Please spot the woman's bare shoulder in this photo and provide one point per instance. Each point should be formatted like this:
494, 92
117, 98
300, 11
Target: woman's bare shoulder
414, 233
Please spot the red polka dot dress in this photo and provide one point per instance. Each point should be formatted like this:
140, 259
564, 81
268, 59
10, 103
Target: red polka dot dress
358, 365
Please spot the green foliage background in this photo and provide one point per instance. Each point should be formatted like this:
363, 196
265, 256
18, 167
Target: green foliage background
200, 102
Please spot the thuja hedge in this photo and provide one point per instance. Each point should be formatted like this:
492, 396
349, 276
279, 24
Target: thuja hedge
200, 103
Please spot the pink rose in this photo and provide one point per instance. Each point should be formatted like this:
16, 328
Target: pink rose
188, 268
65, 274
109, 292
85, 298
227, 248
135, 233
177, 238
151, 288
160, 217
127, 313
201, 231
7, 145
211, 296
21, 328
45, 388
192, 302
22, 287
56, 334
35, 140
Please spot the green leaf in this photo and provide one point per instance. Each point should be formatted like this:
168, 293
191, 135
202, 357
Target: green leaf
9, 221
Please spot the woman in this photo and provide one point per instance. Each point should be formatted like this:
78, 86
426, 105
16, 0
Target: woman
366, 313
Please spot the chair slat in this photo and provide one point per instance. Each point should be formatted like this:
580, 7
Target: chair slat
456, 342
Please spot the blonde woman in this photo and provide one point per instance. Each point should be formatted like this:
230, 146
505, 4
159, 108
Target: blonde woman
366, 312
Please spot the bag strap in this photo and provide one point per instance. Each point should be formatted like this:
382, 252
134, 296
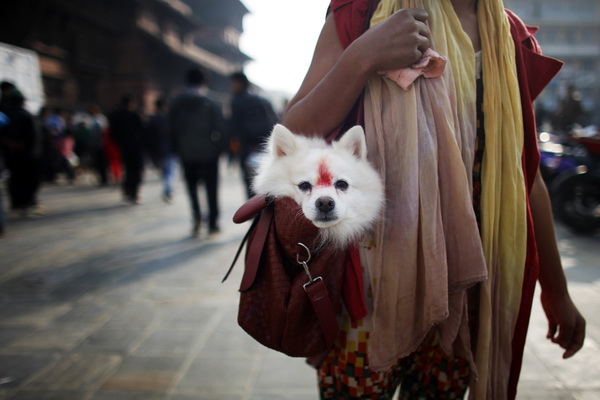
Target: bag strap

## DIRECTIVE:
Without including the pictures, return each record above exactly as it stands.

## THE RESPONSE:
Please spot the woman's bare shoulder in this photo and provide one point per instance. Each point should be formatted like this:
494, 92
117, 98
300, 11
Target: woman's bare shoulder
414, 233
Please spot the red polka dot dress in this photo and provide one point per instance. Each point should be formatted like this:
140, 259
564, 81
268, 59
10, 103
Target: red polka dot dress
358, 365
Please spot the green foliage background in this photo and provide one point per instance. Each point should be formatted like this:
363, 196
265, 256
18, 167
Target: green foliage background
200, 102
Please spot the thuja hedge in this photo and provide one point per instance. Each point should be formatted like this:
492, 396
349, 276
279, 24
Target: thuja hedge
200, 103
Please spot the pink rose in this photo and provide one point per instance. Each point should be formatted like this:
16, 328
Target: pink rose
188, 268
65, 274
109, 292
85, 298
227, 248
135, 233
177, 238
151, 288
160, 217
127, 313
201, 231
7, 145
211, 296
21, 328
45, 388
192, 302
22, 287
56, 334
35, 140
Please spot the green leaf in this photo and provide one point per instance. Each point should be formatted like this:
168, 293
191, 135
202, 357
Target: green leaf
9, 221
Please spot the woman in this photo and provide one point per instance. Each point should be formatted like this:
78, 86
426, 105
16, 0
Target: woman
366, 313
Please spot the chair slat in this photo and provide one point per instance. Each point should be formatted like this:
580, 7
Target: chair slat
456, 342
Please spot the blonde woman in this photo and provide one point per instance. Each point should be formatted like this:
230, 146
505, 4
159, 108
Target: blonde woman
366, 312
Please spot the bag strap in this photo and provide one point per instance. Each point should be formatted like this:
382, 252
134, 296
Target: bag strap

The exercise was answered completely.